Short exercise:
Please set out the items as a numbered list, starting at the line that contains "Return the polygon of every instance of the stone" and ending at the line that contains "790L129 474L157 466L157". Skip blank lines and leave the pictures out.

Exercise input:
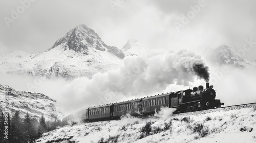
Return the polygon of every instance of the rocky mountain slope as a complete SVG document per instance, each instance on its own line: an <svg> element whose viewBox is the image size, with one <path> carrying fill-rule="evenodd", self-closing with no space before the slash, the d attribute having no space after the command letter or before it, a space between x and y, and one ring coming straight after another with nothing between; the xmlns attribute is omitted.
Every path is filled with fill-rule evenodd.
<svg viewBox="0 0 256 143"><path fill-rule="evenodd" d="M127 41L121 50L124 53L125 56L143 55L145 53L143 50L144 46L144 44L141 42L131 39Z"/></svg>
<svg viewBox="0 0 256 143"><path fill-rule="evenodd" d="M229 45L203 51L202 55L208 61L217 65L229 65L243 69L256 69L256 62L240 55L238 49Z"/></svg>
<svg viewBox="0 0 256 143"><path fill-rule="evenodd" d="M45 52L14 50L1 56L0 74L91 78L98 72L118 68L124 57L121 50L106 45L93 30L80 25Z"/></svg>
<svg viewBox="0 0 256 143"><path fill-rule="evenodd" d="M163 110L164 111L164 110ZM36 142L255 142L256 105L66 126Z"/></svg>
<svg viewBox="0 0 256 143"><path fill-rule="evenodd" d="M39 119L44 114L47 121L54 121L55 118L61 119L63 114L60 107L56 101L41 93L18 91L8 87L8 94L5 93L4 86L0 84L0 102L3 105L4 96L8 100L8 109L13 115L15 111L19 110L21 117L24 117L27 112L32 118ZM0 107L3 110L3 106Z"/></svg>

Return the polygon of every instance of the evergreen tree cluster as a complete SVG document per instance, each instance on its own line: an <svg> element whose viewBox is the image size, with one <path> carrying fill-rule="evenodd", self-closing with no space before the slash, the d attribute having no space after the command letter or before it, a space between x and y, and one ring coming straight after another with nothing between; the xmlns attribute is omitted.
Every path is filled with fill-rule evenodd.
<svg viewBox="0 0 256 143"><path fill-rule="evenodd" d="M57 118L53 122L46 122L42 114L38 122L36 118L31 118L28 112L22 118L19 111L16 111L12 118L9 114L6 118L7 116L3 112L0 114L0 143L35 142L43 133L56 129L61 123ZM6 131L8 133L5 134Z"/></svg>

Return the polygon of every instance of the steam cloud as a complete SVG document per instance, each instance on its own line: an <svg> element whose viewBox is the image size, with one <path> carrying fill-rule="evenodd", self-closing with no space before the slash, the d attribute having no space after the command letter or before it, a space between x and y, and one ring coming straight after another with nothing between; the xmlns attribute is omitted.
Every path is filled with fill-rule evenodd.
<svg viewBox="0 0 256 143"><path fill-rule="evenodd" d="M98 73L91 80L74 80L65 86L57 101L69 111L106 104L159 93L172 84L188 86L197 77L208 81L208 70L200 56L187 51L127 57L119 69Z"/></svg>

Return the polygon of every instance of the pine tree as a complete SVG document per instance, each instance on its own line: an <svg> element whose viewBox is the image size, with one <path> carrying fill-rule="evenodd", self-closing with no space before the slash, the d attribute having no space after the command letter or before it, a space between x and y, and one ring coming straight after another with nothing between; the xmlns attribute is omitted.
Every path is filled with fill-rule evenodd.
<svg viewBox="0 0 256 143"><path fill-rule="evenodd" d="M22 122L20 118L19 117L19 111L16 111L14 113L11 124L11 127L12 128L11 130L12 133L12 139L13 139L11 142L23 142L23 135L21 130Z"/></svg>
<svg viewBox="0 0 256 143"><path fill-rule="evenodd" d="M40 134L42 134L47 131L47 126L46 125L46 120L45 117L42 114L42 116L39 120L39 131L40 132Z"/></svg>
<svg viewBox="0 0 256 143"><path fill-rule="evenodd" d="M33 139L34 140L38 138L38 136L40 136L40 135L38 135L38 130L39 128L39 123L37 121L37 120L35 118L32 118L31 119L31 123L32 125L32 135L33 135Z"/></svg>
<svg viewBox="0 0 256 143"><path fill-rule="evenodd" d="M31 142L33 140L33 127L28 112L23 119L23 133L25 142Z"/></svg>

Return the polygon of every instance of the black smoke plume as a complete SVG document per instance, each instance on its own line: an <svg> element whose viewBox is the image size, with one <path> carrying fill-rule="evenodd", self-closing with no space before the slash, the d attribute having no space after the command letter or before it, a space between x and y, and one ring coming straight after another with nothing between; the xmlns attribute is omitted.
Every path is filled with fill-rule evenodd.
<svg viewBox="0 0 256 143"><path fill-rule="evenodd" d="M200 79L203 79L206 82L209 82L210 73L208 66L202 63L195 64L193 65L193 70Z"/></svg>

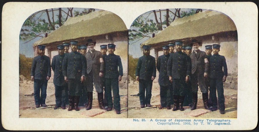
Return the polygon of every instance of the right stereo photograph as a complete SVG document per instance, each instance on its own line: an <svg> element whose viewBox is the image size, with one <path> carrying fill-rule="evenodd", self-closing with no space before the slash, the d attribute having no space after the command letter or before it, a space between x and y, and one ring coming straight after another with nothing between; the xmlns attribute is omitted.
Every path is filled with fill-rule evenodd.
<svg viewBox="0 0 259 132"><path fill-rule="evenodd" d="M220 12L140 16L129 31L128 118L236 118L238 43Z"/></svg>

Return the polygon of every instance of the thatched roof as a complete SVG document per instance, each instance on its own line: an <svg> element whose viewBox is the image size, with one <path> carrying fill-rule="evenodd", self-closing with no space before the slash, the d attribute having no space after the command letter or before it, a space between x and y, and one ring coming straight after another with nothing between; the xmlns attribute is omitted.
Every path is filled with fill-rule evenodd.
<svg viewBox="0 0 259 132"><path fill-rule="evenodd" d="M170 26L142 43L157 45L178 40L190 39L220 32L236 31L234 22L220 12L206 10L192 16L175 19Z"/></svg>
<svg viewBox="0 0 259 132"><path fill-rule="evenodd" d="M71 17L64 25L33 44L48 45L71 40L84 39L128 29L122 19L116 14L99 10L81 16Z"/></svg>

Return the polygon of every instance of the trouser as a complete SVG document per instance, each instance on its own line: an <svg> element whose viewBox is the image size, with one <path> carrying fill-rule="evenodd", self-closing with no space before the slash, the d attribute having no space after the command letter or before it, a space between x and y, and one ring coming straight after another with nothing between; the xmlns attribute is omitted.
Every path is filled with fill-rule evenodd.
<svg viewBox="0 0 259 132"><path fill-rule="evenodd" d="M204 72L198 73L197 71L191 77L191 88L193 93L198 92L198 84L200 92L203 93L207 93L208 87L206 87L205 84L205 78L204 76Z"/></svg>
<svg viewBox="0 0 259 132"><path fill-rule="evenodd" d="M103 87L101 77L99 76L99 72L93 73L92 70L87 75L86 83L87 92L92 92L94 91L94 85L96 92L98 93L103 92Z"/></svg>
<svg viewBox="0 0 259 132"><path fill-rule="evenodd" d="M186 93L186 85L184 79L173 79L173 88L174 95L185 96Z"/></svg>
<svg viewBox="0 0 259 132"><path fill-rule="evenodd" d="M55 85L55 96L56 106L66 106L66 90L64 86Z"/></svg>
<svg viewBox="0 0 259 132"><path fill-rule="evenodd" d="M81 92L82 84L81 78L68 79L68 94L71 96L79 96L82 94Z"/></svg>
<svg viewBox="0 0 259 132"><path fill-rule="evenodd" d="M121 110L121 98L119 90L119 82L117 78L105 79L105 92L108 107L113 107L112 98L112 90L113 94L113 103L115 109Z"/></svg>
<svg viewBox="0 0 259 132"><path fill-rule="evenodd" d="M45 103L47 97L48 82L48 80L47 79L34 79L34 89L35 104Z"/></svg>
<svg viewBox="0 0 259 132"><path fill-rule="evenodd" d="M189 106L189 105L192 103L193 96L191 90L191 85L190 80L186 83L186 92L184 101L183 102L183 106Z"/></svg>
<svg viewBox="0 0 259 132"><path fill-rule="evenodd" d="M166 107L171 105L171 92L172 90L171 85L167 86L160 85L160 103L161 106Z"/></svg>
<svg viewBox="0 0 259 132"><path fill-rule="evenodd" d="M139 101L140 104L150 104L151 99L151 91L153 80L139 79L138 85L139 91ZM145 97L145 91L146 91L146 97Z"/></svg>
<svg viewBox="0 0 259 132"><path fill-rule="evenodd" d="M225 110L225 97L224 96L224 89L223 88L223 82L222 79L209 79L210 92L211 93L211 101L214 107L217 107L216 90L218 92L218 108L220 110Z"/></svg>

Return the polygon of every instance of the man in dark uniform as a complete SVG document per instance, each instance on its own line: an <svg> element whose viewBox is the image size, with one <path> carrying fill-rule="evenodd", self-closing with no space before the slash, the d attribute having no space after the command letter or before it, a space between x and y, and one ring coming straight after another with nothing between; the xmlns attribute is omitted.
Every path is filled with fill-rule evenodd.
<svg viewBox="0 0 259 132"><path fill-rule="evenodd" d="M169 53L174 53L174 46L175 44L173 43L169 43L167 45L169 46Z"/></svg>
<svg viewBox="0 0 259 132"><path fill-rule="evenodd" d="M119 93L119 81L123 75L123 69L121 57L114 54L115 47L113 44L108 44L109 54L105 58L105 92L108 104L107 110L112 110L113 104L112 89L113 94L113 102L116 114L121 112L121 98ZM118 70L118 68L119 70Z"/></svg>
<svg viewBox="0 0 259 132"><path fill-rule="evenodd" d="M54 109L61 106L63 109L66 109L66 89L64 86L65 84L64 76L62 71L62 63L65 57L64 45L57 46L59 54L54 56L51 62L51 67L54 71L53 83L55 85L55 96L56 106Z"/></svg>
<svg viewBox="0 0 259 132"><path fill-rule="evenodd" d="M101 53L102 53L102 55L103 55L103 61L104 62L105 65L105 57L106 57L106 56L107 56L107 45L106 44L103 44L100 45L100 48L101 49ZM105 71L105 67L104 67L104 69L103 70L104 71ZM108 103L107 103L107 99L106 99L106 94L105 93L105 75L104 75L105 74L105 73L104 73L103 76L102 80L103 80L103 87L104 87L104 98L103 98L103 105L104 105L104 106L106 108L108 107Z"/></svg>
<svg viewBox="0 0 259 132"><path fill-rule="evenodd" d="M141 108L145 107L145 104L148 107L152 106L150 104L151 90L156 70L155 57L150 55L151 47L150 45L143 45L144 55L138 58L136 67L135 75L137 81L139 81L139 100Z"/></svg>
<svg viewBox="0 0 259 132"><path fill-rule="evenodd" d="M192 40L192 48L194 50L190 57L191 60L191 77L193 99L193 105L191 110L196 109L198 99L198 86L202 93L202 98L204 108L211 110L208 105L209 88L205 84L205 79L207 77L209 64L207 58L206 53L199 49L200 43L196 40Z"/></svg>
<svg viewBox="0 0 259 132"><path fill-rule="evenodd" d="M86 49L87 47L85 44L82 44L80 46L80 52L83 56L85 57L85 55L86 53ZM79 104L78 106L85 106L87 104L87 90L86 85L86 79L85 77L85 79L84 82L82 84L81 88L80 91L80 96L81 97L79 100Z"/></svg>
<svg viewBox="0 0 259 132"><path fill-rule="evenodd" d="M218 44L213 45L213 55L210 57L210 72L209 76L209 87L211 92L211 101L213 104L212 109L216 110L218 106L216 99L216 90L218 92L218 107L221 114L225 113L225 98L223 82L226 81L227 76L227 67L225 57L218 54L220 46ZM223 70L222 70L223 67Z"/></svg>
<svg viewBox="0 0 259 132"><path fill-rule="evenodd" d="M64 79L68 82L69 99L68 111L79 110L78 108L80 98L80 90L86 73L85 58L76 51L76 41L71 41L72 52L65 56L62 64Z"/></svg>
<svg viewBox="0 0 259 132"><path fill-rule="evenodd" d="M186 45L185 47L185 53L187 54L189 57L190 56L191 53L191 49L192 48L189 45ZM183 102L183 106L192 106L192 99L193 97L192 95L192 92L191 91L191 79L189 78L189 81L186 83L187 86L187 90L186 94L185 95L185 98Z"/></svg>
<svg viewBox="0 0 259 132"><path fill-rule="evenodd" d="M211 45L207 45L205 46L205 49L206 49L206 53L207 54L207 58L208 59L208 60L209 61L209 63L210 62L210 60L209 59L210 58L210 57L211 57L211 53L212 52L212 46ZM210 70L209 70L209 71L210 71ZM211 100L211 92L210 92L210 89L209 88L209 72L208 73L208 77L206 77L205 78L205 84L206 85L206 86L208 88L209 88L209 103L208 105L211 108L211 107L212 107L212 101ZM217 99L217 102L218 102L218 99ZM212 109L213 111L214 110L214 109Z"/></svg>
<svg viewBox="0 0 259 132"><path fill-rule="evenodd" d="M182 41L175 42L176 51L170 55L167 64L167 75L172 83L174 88L174 107L173 111L178 109L184 110L183 106L186 94L186 83L189 80L191 73L191 59L187 54L182 52Z"/></svg>
<svg viewBox="0 0 259 132"><path fill-rule="evenodd" d="M160 88L160 102L161 106L158 108L161 109L166 107L168 109L171 109L171 92L172 83L167 75L167 63L170 56L168 45L162 47L164 54L159 56L157 59L156 68L159 72L158 83Z"/></svg>
<svg viewBox="0 0 259 132"><path fill-rule="evenodd" d="M51 75L51 68L50 57L44 55L45 47L45 45L38 45L39 55L33 58L31 69L31 80L34 81L34 99L36 108L39 108L40 104L42 107L47 106L45 101L48 80Z"/></svg>

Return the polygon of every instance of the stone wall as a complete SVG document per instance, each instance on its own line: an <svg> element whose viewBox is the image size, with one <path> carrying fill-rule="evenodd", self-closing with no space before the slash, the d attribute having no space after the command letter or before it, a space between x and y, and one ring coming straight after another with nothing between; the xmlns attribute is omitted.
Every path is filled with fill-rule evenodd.
<svg viewBox="0 0 259 132"><path fill-rule="evenodd" d="M238 74L237 72L228 73L226 81L223 82L224 88L238 89Z"/></svg>

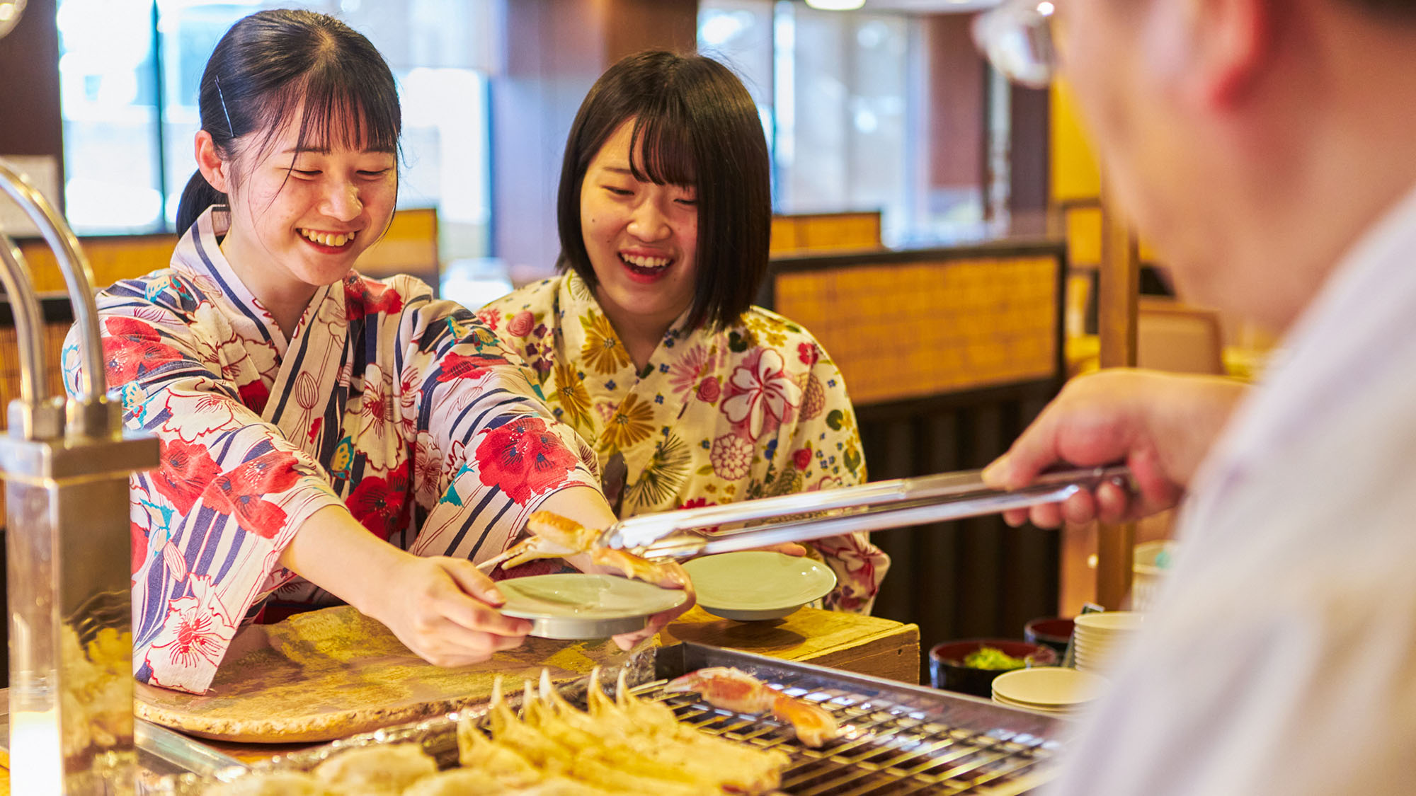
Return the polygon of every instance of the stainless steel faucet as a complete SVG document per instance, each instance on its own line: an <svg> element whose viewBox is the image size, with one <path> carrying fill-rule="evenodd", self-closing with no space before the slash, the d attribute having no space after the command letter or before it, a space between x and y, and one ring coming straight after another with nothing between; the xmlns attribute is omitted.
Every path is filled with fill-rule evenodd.
<svg viewBox="0 0 1416 796"><path fill-rule="evenodd" d="M135 790L129 474L157 466L157 439L123 433L106 397L93 276L64 218L0 163L0 190L59 262L79 327L76 398L45 395L42 317L28 266L0 229L0 283L14 313L20 397L0 436L10 598L13 793Z"/></svg>

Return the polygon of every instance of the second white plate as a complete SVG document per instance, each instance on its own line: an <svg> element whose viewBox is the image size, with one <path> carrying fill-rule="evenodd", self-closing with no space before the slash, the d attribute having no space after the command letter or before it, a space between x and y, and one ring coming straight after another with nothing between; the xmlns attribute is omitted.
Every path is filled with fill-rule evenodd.
<svg viewBox="0 0 1416 796"><path fill-rule="evenodd" d="M830 567L762 550L694 558L684 569L704 610L739 622L780 619L835 588Z"/></svg>

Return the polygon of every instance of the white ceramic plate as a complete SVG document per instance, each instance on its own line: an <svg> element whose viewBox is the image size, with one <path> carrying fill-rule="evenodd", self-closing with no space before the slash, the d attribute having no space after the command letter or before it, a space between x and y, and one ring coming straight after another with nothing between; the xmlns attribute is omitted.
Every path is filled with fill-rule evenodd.
<svg viewBox="0 0 1416 796"><path fill-rule="evenodd" d="M530 619L542 639L603 639L643 630L649 618L681 605L680 589L661 589L615 575L531 575L497 581L501 613Z"/></svg>
<svg viewBox="0 0 1416 796"><path fill-rule="evenodd" d="M1089 703L1102 694L1106 678L1090 671L1039 666L1000 674L993 693L1024 707L1066 708Z"/></svg>
<svg viewBox="0 0 1416 796"><path fill-rule="evenodd" d="M762 550L704 555L684 564L698 605L724 619L779 619L835 588L831 568Z"/></svg>

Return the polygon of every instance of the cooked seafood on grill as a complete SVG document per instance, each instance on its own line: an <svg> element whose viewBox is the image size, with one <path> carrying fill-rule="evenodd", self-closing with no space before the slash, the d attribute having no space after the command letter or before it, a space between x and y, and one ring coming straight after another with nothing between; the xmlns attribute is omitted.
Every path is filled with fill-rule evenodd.
<svg viewBox="0 0 1416 796"><path fill-rule="evenodd" d="M821 705L783 694L741 669L700 669L671 680L664 690L694 691L709 705L733 712L772 711L772 715L792 725L797 741L813 749L840 734L835 717Z"/></svg>
<svg viewBox="0 0 1416 796"><path fill-rule="evenodd" d="M622 572L626 578L637 578L657 584L677 568L673 564L654 564L632 552L605 547L599 544L600 531L562 517L554 511L535 511L527 518L527 530L531 535L507 548L501 555L483 562L480 567L494 567L501 564L503 569L520 567L537 558L565 558L579 552L588 552L590 562L599 567L609 567Z"/></svg>
<svg viewBox="0 0 1416 796"><path fill-rule="evenodd" d="M525 684L517 717L498 683L489 711L491 738L470 721L457 727L463 768L511 788L562 778L612 793L674 796L767 793L780 785L790 762L784 752L732 744L678 724L666 705L632 695L623 673L610 700L595 670L588 700L588 711L575 708L542 673L539 694Z"/></svg>

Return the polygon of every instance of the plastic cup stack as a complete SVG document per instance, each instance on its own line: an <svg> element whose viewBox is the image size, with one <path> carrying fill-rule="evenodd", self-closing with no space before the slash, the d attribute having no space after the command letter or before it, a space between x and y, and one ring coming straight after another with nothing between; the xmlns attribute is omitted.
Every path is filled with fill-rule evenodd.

Result for this exercise:
1. Return the polygon of every instance of the stone wall as a complete SVG document per instance, each instance on its own line: an <svg> element whose viewBox is the image size, with one <path> carrying fill-rule="evenodd", self-closing with no space before the slash, the d attribute having no space after the command letter or before it, a space between x and y, and one ring coming straight after another with nothing between; the xmlns attribute is omitted.
2. Every path is filled with fill-rule evenodd.
3. <svg viewBox="0 0 259 132"><path fill-rule="evenodd" d="M238 74L237 72L228 73L226 81L223 82L224 88L238 89Z"/></svg>
4. Return the polygon of every instance of the stainless steel faucet as a complete SVG document per instance, each instance on its own line: an <svg> element whose viewBox is the image size, with one <path> carrying fill-rule="evenodd", self-closing with no space before the slash, the d attribute having no space after the command letter or before it, a space between x and y, and one ring coming straight after another with nothing between; the xmlns attribute is omitted.
5. Every path is filled with fill-rule evenodd.
6. <svg viewBox="0 0 1416 796"><path fill-rule="evenodd" d="M135 790L129 474L157 466L157 439L123 433L106 397L93 276L64 218L0 163L0 190L59 262L79 327L76 398L45 395L42 317L28 266L0 229L0 283L14 313L20 397L0 436L10 598L13 793Z"/></svg>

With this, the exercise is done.